** Start **

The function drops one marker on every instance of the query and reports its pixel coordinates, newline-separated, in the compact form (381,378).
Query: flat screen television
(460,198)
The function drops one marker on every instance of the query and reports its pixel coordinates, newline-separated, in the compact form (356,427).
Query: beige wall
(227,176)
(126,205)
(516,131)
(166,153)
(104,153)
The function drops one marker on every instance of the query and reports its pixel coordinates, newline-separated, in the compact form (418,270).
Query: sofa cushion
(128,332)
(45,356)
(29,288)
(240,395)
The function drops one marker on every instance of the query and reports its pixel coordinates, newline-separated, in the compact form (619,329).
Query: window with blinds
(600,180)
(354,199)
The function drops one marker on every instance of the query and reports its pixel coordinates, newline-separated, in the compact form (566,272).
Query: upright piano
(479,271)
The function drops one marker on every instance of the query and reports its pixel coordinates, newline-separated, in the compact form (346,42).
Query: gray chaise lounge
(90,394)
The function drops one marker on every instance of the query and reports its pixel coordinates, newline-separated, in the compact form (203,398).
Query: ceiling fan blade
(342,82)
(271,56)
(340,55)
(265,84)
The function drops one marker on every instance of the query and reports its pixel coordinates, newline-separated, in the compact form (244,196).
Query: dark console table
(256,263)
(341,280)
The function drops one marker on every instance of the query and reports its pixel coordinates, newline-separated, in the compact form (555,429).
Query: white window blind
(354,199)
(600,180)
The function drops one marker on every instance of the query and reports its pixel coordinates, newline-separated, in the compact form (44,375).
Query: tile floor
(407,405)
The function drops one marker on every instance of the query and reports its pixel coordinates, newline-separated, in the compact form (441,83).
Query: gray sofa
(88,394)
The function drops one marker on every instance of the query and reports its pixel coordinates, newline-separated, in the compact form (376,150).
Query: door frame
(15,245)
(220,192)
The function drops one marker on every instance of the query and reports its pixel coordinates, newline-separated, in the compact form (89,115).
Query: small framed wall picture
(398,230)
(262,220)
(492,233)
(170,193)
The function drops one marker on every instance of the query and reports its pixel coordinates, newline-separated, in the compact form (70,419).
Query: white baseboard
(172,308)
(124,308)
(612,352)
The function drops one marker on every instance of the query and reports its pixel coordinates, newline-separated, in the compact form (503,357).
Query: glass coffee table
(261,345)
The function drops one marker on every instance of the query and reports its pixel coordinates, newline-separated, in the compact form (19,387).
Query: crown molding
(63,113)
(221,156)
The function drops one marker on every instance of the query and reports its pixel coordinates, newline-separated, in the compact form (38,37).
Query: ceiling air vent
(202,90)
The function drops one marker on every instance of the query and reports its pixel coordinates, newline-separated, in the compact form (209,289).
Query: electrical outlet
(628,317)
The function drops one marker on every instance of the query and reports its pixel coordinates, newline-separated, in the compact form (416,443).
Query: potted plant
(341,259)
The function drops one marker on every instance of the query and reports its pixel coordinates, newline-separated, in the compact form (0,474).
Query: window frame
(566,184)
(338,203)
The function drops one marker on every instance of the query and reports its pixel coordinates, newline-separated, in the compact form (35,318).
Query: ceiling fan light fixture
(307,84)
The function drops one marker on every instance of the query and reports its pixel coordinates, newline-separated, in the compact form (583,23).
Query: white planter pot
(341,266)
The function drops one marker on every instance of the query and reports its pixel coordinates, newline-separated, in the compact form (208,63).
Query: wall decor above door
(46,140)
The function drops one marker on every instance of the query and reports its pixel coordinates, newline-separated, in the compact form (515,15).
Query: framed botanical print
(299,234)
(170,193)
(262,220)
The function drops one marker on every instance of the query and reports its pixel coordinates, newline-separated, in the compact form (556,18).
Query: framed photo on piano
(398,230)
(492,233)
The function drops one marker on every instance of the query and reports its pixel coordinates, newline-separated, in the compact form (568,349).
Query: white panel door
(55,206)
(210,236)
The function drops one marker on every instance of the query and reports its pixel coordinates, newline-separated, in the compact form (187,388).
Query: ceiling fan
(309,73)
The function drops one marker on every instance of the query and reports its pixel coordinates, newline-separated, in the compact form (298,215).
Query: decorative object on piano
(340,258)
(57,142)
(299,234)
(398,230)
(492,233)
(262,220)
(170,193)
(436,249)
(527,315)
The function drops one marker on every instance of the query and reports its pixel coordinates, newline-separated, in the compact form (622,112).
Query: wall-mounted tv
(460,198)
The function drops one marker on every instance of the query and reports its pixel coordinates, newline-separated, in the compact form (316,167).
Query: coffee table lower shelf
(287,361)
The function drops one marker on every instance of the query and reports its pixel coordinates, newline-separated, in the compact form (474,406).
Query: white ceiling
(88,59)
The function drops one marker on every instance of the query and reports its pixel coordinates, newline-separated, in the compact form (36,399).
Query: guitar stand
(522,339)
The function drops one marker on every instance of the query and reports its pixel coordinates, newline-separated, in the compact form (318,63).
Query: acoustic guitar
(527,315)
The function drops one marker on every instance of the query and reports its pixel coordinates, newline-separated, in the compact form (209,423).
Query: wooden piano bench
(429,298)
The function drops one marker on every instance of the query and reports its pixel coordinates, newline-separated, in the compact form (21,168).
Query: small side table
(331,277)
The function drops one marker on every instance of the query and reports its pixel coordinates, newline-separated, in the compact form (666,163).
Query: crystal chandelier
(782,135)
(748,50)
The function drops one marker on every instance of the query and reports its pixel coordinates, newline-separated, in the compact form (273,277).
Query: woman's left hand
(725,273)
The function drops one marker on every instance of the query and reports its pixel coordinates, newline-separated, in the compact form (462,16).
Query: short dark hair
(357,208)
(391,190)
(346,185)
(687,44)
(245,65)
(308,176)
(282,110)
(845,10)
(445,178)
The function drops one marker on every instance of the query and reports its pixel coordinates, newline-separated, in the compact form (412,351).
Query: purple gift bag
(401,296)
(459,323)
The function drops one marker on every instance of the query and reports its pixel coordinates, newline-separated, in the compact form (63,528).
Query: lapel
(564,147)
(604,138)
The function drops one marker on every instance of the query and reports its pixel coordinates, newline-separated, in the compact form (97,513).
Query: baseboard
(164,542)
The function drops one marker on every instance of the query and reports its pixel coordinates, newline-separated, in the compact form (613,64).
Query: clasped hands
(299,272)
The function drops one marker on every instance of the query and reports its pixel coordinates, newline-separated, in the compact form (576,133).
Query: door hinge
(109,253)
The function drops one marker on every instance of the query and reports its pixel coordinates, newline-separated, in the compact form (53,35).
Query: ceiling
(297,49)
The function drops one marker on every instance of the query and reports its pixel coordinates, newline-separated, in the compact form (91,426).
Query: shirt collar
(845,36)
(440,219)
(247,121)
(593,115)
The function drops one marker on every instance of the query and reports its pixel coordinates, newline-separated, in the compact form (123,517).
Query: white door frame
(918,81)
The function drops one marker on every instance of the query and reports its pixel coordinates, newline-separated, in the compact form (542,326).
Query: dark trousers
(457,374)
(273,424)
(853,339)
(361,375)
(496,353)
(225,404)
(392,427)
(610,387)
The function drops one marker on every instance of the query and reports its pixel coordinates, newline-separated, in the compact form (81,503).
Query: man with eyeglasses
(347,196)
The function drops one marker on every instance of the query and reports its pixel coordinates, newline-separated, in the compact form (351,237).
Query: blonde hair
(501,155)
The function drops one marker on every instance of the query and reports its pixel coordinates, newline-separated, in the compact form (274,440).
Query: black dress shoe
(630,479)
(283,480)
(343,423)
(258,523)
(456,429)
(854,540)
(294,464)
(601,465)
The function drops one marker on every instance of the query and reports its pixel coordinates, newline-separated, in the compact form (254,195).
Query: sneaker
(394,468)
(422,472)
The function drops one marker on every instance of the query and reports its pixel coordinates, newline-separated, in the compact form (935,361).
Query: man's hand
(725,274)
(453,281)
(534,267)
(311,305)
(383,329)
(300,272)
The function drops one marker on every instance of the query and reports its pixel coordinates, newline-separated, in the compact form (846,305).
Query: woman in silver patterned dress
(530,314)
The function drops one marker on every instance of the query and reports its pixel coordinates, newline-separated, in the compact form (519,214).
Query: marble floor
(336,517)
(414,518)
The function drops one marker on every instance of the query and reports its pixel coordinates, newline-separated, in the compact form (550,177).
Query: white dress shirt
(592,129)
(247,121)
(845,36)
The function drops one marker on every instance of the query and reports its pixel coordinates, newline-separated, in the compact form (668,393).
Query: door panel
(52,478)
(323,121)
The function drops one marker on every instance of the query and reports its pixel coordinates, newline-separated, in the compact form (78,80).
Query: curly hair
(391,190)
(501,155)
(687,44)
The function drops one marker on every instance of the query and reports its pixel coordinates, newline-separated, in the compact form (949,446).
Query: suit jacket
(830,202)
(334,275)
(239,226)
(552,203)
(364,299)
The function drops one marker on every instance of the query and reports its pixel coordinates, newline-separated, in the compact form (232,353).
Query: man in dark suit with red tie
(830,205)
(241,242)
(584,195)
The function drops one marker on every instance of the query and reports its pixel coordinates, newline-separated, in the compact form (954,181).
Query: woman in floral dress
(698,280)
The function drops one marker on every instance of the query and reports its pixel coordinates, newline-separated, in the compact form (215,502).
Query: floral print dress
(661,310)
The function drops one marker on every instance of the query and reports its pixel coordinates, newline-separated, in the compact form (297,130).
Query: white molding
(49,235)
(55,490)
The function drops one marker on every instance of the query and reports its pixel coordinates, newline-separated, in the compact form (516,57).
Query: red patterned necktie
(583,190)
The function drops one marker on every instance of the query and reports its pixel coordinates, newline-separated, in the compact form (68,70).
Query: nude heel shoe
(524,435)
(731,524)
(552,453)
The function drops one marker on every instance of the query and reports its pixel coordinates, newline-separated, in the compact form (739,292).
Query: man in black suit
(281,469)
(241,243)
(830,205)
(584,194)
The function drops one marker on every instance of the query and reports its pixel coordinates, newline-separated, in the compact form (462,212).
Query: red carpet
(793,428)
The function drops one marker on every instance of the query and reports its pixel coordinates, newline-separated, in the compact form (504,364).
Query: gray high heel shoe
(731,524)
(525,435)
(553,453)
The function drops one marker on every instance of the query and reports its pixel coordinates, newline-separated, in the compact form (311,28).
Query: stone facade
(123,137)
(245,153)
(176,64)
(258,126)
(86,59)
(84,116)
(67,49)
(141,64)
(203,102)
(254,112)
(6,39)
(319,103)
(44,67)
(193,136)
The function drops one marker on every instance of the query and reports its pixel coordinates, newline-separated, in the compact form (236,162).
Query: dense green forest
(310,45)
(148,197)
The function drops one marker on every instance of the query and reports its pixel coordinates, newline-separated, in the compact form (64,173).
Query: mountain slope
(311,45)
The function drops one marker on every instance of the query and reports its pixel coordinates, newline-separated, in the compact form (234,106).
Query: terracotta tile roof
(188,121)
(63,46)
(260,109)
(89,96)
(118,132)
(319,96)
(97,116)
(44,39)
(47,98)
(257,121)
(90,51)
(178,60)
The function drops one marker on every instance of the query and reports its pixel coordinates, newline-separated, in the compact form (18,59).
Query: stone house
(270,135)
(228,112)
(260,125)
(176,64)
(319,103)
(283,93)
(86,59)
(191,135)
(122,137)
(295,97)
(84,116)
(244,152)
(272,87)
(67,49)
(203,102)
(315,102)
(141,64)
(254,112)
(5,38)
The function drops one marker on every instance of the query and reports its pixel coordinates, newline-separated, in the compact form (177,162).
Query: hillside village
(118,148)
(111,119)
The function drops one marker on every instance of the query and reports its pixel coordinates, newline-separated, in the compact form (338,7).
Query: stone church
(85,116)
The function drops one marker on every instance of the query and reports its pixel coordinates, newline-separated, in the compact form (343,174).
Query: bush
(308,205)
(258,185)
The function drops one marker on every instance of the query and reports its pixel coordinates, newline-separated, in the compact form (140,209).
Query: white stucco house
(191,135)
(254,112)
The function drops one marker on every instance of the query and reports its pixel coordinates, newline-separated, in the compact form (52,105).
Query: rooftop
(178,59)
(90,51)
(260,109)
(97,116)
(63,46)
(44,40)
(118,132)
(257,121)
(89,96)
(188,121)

** End **

**TASK PROMPT**
Return exactly, and only, the line containing "compact form (343,174)." and every line after it through the end of the material.

**OUTPUT FOR THIS EXERCISE**
The function drops one marker on every instance of the query and reports its pixel coordinates, newline-separated, in the compact form (343,174).
Query: bush
(308,205)
(258,185)
The function drops one marker on every instance of the query and reports its pixel coordinates, newline-separated, in the compact form (140,209).
Query: white stucco house
(191,135)
(254,112)
The function drops one marker on every instance of the query and reports its pixel coordinates, newline-separated, in the compact form (52,105).
Query: rooftop
(178,59)
(90,51)
(260,109)
(97,116)
(63,46)
(44,40)
(118,132)
(257,121)
(89,96)
(188,121)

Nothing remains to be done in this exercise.